*YOUR OBJECTIVE*. Turn the items below into a numbered list, from the line containing "Where can you see the blue sky" through the end of the items, inclusive, leaving out any blank lines.

*DATASET EXTRACT*.
▽
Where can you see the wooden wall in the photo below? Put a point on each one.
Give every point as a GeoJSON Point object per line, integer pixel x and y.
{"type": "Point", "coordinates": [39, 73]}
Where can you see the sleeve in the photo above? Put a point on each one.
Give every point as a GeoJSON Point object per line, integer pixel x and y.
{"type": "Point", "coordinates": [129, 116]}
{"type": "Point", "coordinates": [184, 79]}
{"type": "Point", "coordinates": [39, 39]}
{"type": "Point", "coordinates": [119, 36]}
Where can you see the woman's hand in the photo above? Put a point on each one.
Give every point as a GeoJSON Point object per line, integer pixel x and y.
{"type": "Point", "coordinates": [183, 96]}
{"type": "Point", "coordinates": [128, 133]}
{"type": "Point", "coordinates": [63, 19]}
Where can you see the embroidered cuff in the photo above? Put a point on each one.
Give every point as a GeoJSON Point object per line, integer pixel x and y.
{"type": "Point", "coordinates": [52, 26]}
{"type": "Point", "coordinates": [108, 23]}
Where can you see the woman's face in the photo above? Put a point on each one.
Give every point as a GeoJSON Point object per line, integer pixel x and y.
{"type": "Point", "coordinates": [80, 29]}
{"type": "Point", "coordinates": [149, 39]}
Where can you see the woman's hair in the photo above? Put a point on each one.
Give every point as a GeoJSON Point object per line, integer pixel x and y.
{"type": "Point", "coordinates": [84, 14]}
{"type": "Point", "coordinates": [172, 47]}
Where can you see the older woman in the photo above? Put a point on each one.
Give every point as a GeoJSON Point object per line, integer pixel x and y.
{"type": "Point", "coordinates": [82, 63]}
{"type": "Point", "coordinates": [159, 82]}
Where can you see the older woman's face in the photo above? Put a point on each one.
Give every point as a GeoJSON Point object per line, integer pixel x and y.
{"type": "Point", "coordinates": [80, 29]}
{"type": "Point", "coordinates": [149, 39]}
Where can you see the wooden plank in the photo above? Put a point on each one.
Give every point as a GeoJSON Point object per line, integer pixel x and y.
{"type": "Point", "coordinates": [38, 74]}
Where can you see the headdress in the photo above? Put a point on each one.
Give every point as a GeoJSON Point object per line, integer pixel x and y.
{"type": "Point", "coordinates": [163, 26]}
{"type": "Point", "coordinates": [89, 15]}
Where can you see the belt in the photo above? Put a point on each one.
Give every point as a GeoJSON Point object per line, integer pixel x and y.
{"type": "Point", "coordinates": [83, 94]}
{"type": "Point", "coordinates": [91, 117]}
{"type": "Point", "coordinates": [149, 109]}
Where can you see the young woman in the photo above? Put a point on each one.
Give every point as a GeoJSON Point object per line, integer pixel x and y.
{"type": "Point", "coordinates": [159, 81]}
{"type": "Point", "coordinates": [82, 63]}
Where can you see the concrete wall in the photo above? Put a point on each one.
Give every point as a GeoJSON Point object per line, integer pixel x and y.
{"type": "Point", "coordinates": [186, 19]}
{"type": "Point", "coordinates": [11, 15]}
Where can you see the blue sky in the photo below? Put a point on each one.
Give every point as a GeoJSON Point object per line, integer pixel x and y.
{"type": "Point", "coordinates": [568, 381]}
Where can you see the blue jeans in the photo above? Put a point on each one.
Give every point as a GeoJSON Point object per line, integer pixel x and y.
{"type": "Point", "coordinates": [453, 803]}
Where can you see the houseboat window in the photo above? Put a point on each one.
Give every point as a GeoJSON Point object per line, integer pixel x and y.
△
*SOLUTION FOR THIS TASK*.
1. Where can you see the blue sky in the photo below? Put a point on each one.
2. Give every point as a GeoJSON Point object per line, integer pixel x and y.
3. {"type": "Point", "coordinates": [568, 381]}
4. Where can you see the blue jeans in the photo above? Put a point on each one.
5. Give every point as a GeoJSON Point object per line, integer pixel x and y.
6. {"type": "Point", "coordinates": [453, 803]}
7. Where can you see the houseboat window in the photo above? Put a point on each one.
8. Give every point as a GeoJSON Point object per line, integer pixel x and y.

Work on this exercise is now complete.